**PROMPT:** The records that follow are to be transcribed in full, without their images.

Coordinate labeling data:
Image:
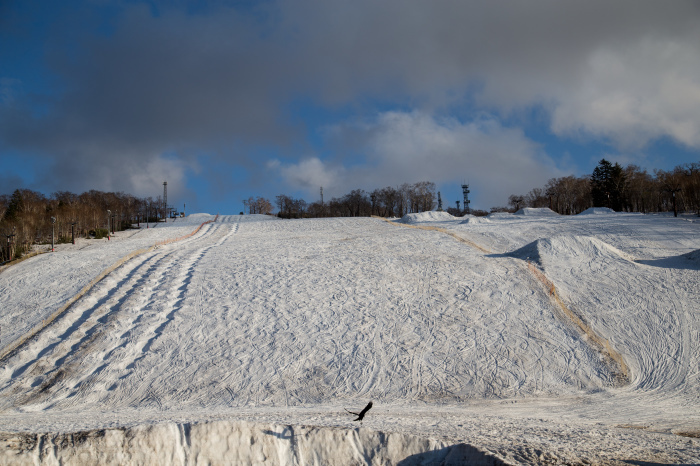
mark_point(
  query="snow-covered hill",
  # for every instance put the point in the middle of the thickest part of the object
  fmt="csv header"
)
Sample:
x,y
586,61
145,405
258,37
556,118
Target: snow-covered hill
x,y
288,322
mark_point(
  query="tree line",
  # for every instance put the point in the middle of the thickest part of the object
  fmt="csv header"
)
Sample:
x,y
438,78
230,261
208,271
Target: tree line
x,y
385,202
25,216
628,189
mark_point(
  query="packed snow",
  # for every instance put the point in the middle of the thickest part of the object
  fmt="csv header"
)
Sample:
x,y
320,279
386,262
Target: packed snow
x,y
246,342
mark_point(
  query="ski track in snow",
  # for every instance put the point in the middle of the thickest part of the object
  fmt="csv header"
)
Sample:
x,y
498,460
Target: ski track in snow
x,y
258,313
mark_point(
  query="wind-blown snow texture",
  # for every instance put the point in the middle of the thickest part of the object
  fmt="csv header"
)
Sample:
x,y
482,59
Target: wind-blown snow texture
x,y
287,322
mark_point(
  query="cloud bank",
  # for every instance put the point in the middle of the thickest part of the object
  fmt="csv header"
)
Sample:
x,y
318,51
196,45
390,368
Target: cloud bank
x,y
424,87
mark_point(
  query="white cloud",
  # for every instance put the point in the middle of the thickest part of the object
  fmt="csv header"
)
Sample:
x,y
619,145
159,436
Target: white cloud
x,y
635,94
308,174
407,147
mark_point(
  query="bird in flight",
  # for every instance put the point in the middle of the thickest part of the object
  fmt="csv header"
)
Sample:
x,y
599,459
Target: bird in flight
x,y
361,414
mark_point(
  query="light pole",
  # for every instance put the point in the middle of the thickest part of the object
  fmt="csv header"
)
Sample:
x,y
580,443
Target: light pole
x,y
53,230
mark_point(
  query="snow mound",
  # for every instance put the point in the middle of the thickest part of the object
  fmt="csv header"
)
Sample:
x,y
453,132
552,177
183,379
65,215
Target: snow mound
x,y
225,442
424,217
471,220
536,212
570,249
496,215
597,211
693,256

**RESULT OF THIS EXERCISE:**
Image:
mark_point(
  query="snow-covered hill",
  # for every instance put the point in the middle of the thickest part of the object
  fmt="csv header"
)
Sample:
x,y
586,61
145,405
258,37
556,118
Target: snow-covered hill
x,y
288,322
mark_point(
  query="tree line",
  # for every instance put the point in the middle of the thickest part of the object
  fmt="csv header"
)
Sample:
x,y
438,78
230,261
208,271
Target: tree line
x,y
385,202
25,216
628,189
mark_point(
  query="packed snow",
  # for every instance put the point in the middle of the thickest part of the object
  fmt="csv header"
)
Sample:
x,y
320,279
386,262
Target: packed snow
x,y
246,342
mark_point(
  query="ski track in snow",
  # for every instance put the point in the middle of the thickest part of the object
  fmt="csv header"
)
Sample:
x,y
498,460
Target: ski track in snow
x,y
258,313
mark_point(
  query="wind-blown snow texture",
  # for every instance put the point in the middle of the thickest part of the object
  fmt="csv header"
)
Sample:
x,y
482,59
Target: wind-blown snow texture
x,y
287,322
mark_point(
  query="cloud bank",
  # for every instance put the point in the middle of the thickest part of the object
  fmt="csv header"
)
Sample:
x,y
318,51
196,45
390,368
Target: cloud bank
x,y
424,87
mark_point(
  query="white cloud",
  # for every instance put the point in the middle of the thickest part of the object
  fmt="csv header"
)
Sample:
x,y
619,145
159,436
Target: white cloud
x,y
635,94
308,174
407,147
mark_point(
  query="bird in flight",
  # for every instance put the point in the middle of the thickest part of the object
  fmt="csv header"
)
Sample:
x,y
599,459
Target: bird in flight
x,y
361,414
mark_point(
  query="light pole",
  # for every instance put the point in the middle of the thickest part of the object
  fmt="csv header"
)
Sample:
x,y
580,443
Target: light pole
x,y
53,230
mark_point(
  query="snow mound",
  # for every instance put the point in the middle of the thickest part of the object
  fmt="csv header"
)
Sample:
x,y
453,132
552,177
183,379
65,215
Target: snow mound
x,y
225,442
424,217
471,220
536,212
570,249
496,215
597,211
693,256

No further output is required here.